## Elasticsearch: The Definitive Guide - Python

Following the examples in the book, here are Python snippets that achieve the same effect.

Documentation for the Python libs:

Low-level API:

https://elasticsearch-py.readthedocs.io/en/master/index.html

Expressive DSL API (more "Pythonic")

http://elasticsearch-dsl.readthedocs.io/en/latest/index.html

Github repo for DSL API:

https://github.com/elastic/elasticsearch-dsl-py


In [1]:
import sys, os
sys.path.insert(1, os.path.join(sys.path[0], '..'))

In [2]:
import index
from elasticsearch import Elasticsearch
from elasticsearch_dsl import Search, Q, Index
from pprint import pprint

es = Elasticsearch(
    'localhost',
    # sniff before doing anything
    sniff_on_start=True,
    # refresh nodes after a node fails to respond
    sniff_on_connection_fail=True,
    # and also every 60 seconds
    sniffer_timeout=60
)

r = index.load_sid_examples(settings={ "settings": { "number_of_shards": 1 }},set=3)

▶ COLLECTED DATA:
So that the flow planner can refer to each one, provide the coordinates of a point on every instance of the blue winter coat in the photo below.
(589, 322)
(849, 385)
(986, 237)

▶ REQUIRED TASK:
Extend the Elasticsearch Python walkthrough, starting after its last line of code.

▶ THE REPLY:
print('{} items created'.format(len(r['items'])))

# Let's repopulate the index as we deleted 'gb' in earlier chapters:
# Run the script: populate.ipynb

4 items created


### Full-Text Search

The two most important aspects of full-text search are as follows:

##### Relevance

>The ability to rank results by how relevant they are to the given query, whether relevance is calculated using TF/IDF (see [What Is Relevance?](https://www.elastic.co/guide/en/elasticsearch/guide/master/relevance-intro.html), proximity to a geolocation, fuzzy similarity, or some other algorithm.

##### Analysis

>The process of converting a block of text into distinct, normalized tokens (see [Analysis and Analyzers](https://www.elastic.co/guide/en/elasticsearch/guide/master/analysis-intro.html) in order to (a) create an inverted index and (b) query the inverted index.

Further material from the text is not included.